• [Task statement]: Which lines of the records below contain the word "shoulder"? Report each of them in full.

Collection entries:
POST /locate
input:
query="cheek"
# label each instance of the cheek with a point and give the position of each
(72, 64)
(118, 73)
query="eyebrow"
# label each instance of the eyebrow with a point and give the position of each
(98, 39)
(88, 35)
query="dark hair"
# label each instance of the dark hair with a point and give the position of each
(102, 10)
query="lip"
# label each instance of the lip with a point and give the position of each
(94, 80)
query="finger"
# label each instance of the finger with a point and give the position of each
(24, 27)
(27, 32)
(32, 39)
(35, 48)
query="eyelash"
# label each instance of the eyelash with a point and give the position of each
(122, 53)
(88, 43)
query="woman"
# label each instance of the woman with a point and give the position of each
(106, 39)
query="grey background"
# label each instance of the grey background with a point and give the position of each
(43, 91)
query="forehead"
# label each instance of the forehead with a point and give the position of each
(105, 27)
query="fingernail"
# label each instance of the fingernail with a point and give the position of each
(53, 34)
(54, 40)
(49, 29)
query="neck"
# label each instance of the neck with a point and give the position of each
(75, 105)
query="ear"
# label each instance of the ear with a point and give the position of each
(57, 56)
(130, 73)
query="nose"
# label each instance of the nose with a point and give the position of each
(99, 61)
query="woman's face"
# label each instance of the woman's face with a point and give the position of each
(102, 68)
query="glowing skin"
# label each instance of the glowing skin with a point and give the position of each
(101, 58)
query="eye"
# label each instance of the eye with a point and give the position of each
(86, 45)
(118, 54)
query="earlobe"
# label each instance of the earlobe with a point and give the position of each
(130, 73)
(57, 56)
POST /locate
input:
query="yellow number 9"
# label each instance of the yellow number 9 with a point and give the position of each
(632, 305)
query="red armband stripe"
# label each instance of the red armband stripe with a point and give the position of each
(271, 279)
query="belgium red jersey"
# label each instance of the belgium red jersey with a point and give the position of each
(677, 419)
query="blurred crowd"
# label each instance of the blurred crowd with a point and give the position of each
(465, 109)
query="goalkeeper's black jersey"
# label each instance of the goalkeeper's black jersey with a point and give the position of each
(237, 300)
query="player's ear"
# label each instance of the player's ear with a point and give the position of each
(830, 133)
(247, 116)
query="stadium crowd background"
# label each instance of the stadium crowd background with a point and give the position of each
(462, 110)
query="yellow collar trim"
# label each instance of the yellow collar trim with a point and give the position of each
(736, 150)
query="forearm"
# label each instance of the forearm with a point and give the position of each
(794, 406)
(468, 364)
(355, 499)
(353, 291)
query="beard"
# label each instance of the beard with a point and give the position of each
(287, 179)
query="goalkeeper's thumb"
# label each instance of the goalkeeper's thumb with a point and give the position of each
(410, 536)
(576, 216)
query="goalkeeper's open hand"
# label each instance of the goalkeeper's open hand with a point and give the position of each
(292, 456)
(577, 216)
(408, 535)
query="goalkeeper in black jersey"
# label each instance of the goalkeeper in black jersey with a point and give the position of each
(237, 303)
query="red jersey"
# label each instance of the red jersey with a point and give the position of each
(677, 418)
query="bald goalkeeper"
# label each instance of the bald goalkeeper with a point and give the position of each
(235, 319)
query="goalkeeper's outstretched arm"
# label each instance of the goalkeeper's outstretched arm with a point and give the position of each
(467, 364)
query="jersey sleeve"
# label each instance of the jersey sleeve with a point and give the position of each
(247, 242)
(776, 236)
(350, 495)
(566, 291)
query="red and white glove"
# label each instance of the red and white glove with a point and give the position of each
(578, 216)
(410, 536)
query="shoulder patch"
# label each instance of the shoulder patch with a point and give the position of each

• [Output]:
query="shoulder patch"
# label each instance of the shoulder patch with a point and give the position of each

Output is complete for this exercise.